* begin Exercise material *
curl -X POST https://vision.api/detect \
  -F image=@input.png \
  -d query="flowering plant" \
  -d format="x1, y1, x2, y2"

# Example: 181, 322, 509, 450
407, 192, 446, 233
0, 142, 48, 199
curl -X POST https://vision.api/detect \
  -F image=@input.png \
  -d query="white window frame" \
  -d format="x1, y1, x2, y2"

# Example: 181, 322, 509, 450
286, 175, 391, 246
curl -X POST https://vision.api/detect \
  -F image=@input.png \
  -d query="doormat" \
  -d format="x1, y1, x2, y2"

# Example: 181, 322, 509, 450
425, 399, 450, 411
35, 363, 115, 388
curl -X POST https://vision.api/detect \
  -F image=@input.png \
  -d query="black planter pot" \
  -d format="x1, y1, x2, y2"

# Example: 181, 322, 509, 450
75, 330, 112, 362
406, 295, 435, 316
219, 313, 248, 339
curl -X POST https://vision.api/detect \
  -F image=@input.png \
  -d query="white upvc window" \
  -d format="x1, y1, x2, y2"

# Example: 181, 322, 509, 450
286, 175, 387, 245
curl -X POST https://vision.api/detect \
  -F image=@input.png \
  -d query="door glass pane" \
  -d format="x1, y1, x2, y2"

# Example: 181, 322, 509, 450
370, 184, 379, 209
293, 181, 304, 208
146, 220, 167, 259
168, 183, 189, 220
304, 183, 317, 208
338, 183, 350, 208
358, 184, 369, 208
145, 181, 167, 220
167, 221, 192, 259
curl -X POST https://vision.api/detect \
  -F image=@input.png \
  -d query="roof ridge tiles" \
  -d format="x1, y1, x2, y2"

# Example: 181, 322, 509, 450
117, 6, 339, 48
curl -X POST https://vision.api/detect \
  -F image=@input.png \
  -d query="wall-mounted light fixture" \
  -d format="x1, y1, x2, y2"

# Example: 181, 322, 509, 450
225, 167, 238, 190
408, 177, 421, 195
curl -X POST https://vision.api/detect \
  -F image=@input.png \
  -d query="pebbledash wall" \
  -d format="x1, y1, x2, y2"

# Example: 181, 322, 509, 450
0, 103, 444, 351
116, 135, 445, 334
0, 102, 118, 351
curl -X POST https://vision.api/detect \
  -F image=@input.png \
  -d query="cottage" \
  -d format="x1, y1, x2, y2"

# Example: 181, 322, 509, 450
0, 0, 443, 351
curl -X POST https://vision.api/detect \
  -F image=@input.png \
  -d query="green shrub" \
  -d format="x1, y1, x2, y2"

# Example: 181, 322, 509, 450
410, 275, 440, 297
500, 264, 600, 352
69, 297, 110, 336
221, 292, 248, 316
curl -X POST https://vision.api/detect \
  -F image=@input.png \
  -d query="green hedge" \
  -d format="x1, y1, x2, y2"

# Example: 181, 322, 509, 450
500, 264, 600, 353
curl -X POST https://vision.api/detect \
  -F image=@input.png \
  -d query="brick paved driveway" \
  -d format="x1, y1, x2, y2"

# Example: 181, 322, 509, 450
* end Exercise material *
Task prompt:
Can you write out every line from the start of the records through the line containing "0, 142, 48, 199", increasing each bounding-box coordinate in the answers by 85 and leaving everything else unchanged?

The solution:
curl -X POST https://vision.api/detect \
  -F image=@input.png \
  -d query="flowering plant" \
  -d format="x1, y1, x2, y2"

# Example: 181, 322, 509, 450
492, 277, 531, 318
85, 227, 133, 284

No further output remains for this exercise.